La tension ne retombe pas encore à Taïwan. La Chine poursuivait, samedi 6 août, ses plus importants exercices jamais organisés autour de l’île. Ils doivent durer jusqu’à dimanche midi (6 heures à Paris) et sont présentés comme un entraînement à un « blocus » de l’île.
La visite de Nancy Pelosi, la présidente de la Chambre des représentants des Etats-Unis, en début de semaine à Taïwan, que la Chine considère comme partie intégrante de son territoire, a provoqué l’ire de Pékin et donné lieu à des exercices militaires chinois sans précédent. Taïwan a accusé l’armée chinoise de simuler une attaque de l’île, la Chine intensifiant ses représailles après la visite à Taipei de la numéro trois américaine.

**Tâche demandée 1**. Dans l'article sur les exercices militaires chinois autour de Taïwan, recopiez mot pour mot le passage qui commence aux mots "La tension ne" et s'arrête après "numéro trois américaine.".

Relevés d'annotation par points
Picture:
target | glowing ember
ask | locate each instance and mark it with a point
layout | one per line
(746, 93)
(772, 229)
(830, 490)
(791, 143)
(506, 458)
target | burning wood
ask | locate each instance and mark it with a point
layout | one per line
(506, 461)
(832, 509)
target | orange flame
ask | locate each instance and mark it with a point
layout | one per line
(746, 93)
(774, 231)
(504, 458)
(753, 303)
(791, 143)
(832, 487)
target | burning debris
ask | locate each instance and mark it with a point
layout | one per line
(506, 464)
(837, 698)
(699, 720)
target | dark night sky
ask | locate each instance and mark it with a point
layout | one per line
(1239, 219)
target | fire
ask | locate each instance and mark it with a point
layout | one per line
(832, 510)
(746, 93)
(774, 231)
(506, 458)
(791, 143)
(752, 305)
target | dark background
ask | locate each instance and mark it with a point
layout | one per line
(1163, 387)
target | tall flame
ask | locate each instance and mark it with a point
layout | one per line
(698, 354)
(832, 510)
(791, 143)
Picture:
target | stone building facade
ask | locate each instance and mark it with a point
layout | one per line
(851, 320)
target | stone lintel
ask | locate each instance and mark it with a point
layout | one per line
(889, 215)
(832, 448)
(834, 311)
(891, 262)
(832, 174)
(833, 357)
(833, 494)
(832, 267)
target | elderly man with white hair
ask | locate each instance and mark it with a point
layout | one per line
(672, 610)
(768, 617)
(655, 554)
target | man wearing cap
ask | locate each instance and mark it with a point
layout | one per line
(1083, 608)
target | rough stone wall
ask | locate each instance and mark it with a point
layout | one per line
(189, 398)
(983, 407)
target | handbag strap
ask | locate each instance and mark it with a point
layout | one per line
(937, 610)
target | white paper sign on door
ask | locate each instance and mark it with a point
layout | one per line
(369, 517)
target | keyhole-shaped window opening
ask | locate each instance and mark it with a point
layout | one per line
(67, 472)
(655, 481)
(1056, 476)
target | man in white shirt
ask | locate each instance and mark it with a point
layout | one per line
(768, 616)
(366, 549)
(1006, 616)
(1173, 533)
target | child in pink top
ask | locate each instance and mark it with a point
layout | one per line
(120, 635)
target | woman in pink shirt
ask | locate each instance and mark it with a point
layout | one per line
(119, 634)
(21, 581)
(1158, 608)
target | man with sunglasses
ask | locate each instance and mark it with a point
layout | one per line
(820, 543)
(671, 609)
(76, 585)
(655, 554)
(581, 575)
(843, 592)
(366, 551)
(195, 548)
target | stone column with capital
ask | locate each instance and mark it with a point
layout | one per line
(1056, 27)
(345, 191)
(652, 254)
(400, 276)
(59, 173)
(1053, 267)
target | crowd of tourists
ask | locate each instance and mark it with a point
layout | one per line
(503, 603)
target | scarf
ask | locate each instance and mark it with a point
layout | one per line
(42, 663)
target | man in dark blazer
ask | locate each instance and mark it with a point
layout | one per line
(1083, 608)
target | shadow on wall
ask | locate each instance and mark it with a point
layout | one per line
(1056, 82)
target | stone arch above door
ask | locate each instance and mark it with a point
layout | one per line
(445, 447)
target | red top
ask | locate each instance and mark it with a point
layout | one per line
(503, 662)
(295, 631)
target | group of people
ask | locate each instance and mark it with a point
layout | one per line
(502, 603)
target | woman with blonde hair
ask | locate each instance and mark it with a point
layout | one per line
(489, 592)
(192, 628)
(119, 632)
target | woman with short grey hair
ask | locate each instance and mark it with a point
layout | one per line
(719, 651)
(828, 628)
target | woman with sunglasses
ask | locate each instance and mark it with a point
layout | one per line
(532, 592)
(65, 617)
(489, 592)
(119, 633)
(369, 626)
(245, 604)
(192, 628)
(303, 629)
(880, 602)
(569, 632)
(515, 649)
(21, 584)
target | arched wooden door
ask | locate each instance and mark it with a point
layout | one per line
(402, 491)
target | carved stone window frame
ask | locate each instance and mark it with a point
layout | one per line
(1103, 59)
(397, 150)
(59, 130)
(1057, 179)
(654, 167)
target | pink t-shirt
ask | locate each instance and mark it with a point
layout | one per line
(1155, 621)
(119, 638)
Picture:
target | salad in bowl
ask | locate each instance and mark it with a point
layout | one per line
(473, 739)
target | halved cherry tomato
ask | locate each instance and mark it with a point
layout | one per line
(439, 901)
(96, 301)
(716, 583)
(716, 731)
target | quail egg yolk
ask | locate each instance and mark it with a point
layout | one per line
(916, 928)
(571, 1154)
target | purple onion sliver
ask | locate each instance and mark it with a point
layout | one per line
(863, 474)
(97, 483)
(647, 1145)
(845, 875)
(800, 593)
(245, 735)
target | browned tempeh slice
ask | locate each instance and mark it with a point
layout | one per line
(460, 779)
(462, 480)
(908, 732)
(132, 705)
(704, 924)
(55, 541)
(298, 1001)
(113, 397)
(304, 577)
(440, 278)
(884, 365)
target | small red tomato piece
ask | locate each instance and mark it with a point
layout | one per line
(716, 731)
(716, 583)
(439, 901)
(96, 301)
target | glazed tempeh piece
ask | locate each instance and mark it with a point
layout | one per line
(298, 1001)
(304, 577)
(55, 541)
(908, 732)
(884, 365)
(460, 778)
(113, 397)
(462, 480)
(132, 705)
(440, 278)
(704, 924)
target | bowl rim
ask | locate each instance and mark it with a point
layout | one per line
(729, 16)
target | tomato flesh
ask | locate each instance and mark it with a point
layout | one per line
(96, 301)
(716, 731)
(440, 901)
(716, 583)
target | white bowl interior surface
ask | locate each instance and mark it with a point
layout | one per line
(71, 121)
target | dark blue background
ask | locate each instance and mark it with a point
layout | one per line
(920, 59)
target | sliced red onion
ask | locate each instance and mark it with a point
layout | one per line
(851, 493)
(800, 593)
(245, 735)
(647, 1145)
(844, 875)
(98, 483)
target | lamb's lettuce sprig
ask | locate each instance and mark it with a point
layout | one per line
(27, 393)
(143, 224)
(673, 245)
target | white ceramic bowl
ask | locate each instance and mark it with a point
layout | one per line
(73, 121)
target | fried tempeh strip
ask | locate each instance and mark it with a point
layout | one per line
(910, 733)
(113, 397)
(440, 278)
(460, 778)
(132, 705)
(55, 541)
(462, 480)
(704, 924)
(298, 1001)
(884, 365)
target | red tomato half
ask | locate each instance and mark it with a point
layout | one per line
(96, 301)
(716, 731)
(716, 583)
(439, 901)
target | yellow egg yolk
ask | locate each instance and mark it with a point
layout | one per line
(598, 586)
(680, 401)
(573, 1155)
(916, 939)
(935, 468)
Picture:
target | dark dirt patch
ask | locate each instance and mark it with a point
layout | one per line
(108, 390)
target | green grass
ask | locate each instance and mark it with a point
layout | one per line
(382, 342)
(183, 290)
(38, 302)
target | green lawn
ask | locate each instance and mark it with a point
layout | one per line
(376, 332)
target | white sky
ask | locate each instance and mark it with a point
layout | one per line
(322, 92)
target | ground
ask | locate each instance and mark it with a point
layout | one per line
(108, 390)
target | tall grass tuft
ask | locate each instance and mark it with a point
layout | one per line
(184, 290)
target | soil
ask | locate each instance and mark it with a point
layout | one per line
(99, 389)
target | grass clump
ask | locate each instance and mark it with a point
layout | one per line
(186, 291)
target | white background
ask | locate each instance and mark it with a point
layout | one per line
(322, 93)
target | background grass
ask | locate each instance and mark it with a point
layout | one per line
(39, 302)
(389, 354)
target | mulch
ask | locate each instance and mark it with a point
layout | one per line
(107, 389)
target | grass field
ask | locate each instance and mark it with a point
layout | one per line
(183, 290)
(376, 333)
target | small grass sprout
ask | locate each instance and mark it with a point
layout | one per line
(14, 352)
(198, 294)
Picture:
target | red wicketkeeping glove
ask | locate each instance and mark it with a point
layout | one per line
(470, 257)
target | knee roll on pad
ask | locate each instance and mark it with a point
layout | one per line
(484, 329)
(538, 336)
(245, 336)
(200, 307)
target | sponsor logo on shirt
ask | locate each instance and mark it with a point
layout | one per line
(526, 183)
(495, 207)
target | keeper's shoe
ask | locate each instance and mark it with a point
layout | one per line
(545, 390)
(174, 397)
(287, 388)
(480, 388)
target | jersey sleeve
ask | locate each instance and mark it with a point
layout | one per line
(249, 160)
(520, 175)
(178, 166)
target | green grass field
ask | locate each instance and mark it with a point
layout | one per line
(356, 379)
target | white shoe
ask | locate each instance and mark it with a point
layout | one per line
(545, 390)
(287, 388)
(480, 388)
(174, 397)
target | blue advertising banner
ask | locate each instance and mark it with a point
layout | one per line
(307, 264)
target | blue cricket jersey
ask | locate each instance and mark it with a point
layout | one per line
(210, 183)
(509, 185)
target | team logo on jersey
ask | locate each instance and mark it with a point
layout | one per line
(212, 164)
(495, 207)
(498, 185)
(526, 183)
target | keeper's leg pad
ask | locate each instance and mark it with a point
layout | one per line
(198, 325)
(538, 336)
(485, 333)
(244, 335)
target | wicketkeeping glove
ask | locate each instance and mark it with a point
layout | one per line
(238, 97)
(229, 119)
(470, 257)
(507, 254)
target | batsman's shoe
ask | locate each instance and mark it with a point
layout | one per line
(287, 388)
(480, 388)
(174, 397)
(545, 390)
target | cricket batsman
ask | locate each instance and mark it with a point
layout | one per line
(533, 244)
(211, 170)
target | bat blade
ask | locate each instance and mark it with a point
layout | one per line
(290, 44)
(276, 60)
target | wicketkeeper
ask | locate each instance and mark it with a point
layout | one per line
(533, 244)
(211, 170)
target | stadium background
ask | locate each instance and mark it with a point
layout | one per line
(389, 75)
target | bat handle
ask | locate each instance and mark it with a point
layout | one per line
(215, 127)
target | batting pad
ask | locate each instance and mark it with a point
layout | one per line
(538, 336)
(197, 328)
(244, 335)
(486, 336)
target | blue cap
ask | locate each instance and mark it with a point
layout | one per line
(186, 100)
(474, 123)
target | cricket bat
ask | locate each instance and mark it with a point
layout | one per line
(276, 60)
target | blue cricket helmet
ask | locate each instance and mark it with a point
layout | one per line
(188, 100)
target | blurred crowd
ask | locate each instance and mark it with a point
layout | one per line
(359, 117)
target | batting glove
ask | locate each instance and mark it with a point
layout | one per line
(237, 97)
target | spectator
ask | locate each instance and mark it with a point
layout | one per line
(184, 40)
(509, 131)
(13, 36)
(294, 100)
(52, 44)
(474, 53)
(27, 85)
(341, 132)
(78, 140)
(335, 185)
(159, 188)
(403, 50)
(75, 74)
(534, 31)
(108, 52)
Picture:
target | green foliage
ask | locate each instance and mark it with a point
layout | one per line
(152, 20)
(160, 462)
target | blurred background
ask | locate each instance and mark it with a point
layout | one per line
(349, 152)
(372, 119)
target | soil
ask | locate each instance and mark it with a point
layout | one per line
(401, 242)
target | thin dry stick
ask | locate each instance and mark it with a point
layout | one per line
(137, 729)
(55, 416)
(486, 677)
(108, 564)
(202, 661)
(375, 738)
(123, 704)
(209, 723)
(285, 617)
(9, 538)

**Tâche demandée 2**. Repérez dans le listing chaque ligne où figure la chaîne "onion", puis recopiez toutes ces lignes, en respectant la casse.

**Corrigé 1**.
La tension ne retombe pas encore à Taïwan. La Chine poursuivait, samedi 6 août, ses plus importants exercices jamais organisés autour de l’île. Ils doivent durer jusqu’à dimanche midi (6 heures à Paris) et sont présentés comme un entraînement à un « blocus » de l’île.
La visite de Nancy Pelosi, la présidente de la Chambre des représentants des Etats-Unis, en début de semaine à Taïwan, que la Chine considère comme partie intégrante de son territoire, a provoqué l’ire de Pékin et donné lieu à des exercices militaires chinois sans précédent. Taïwan a accusé l’armée chinoise de simuler une attaque de l’île, la Chine intensifiant ses représailles après la visite à Taipei de la numéro trois américaine.

**Corrigé 2**.
target | purple onion sliver
target | sliced red onion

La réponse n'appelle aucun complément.